# [Task brief]
Each line of the data must be given back verbatim, with pictures removed.

# [Provided entries]
+ + + + + + +

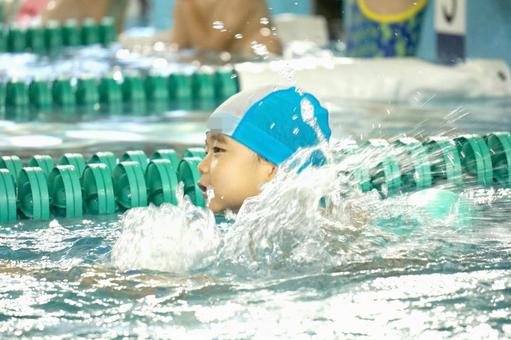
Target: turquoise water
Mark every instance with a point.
(283, 268)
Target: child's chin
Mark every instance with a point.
(215, 207)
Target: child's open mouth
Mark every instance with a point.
(204, 190)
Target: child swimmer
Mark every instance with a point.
(250, 135)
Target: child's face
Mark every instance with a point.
(233, 171)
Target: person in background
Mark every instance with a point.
(61, 10)
(240, 27)
(383, 28)
(332, 11)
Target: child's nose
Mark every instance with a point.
(203, 166)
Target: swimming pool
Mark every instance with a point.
(371, 267)
(281, 271)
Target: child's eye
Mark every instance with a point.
(216, 149)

+ + + + + + +

# [Task answer]
Target: turquoise water
Mark every instance with a point.
(283, 268)
Target: child's chin
Mark every instance with a point.
(215, 207)
Target: child's open mouth
Mark every instance with a point.
(204, 190)
Target: child swimmer
Mark every instance with a point.
(250, 135)
Target: child's face
Mark every instance with a point.
(233, 171)
Target: person in background
Mark every instance with a point.
(61, 10)
(240, 27)
(383, 28)
(332, 11)
Target: child's nose
Mark every instance with a point.
(203, 166)
Target: swimming pool
Mark every instance with a point.
(371, 267)
(281, 271)
Target: child's eye
Mark every instance with a point.
(216, 149)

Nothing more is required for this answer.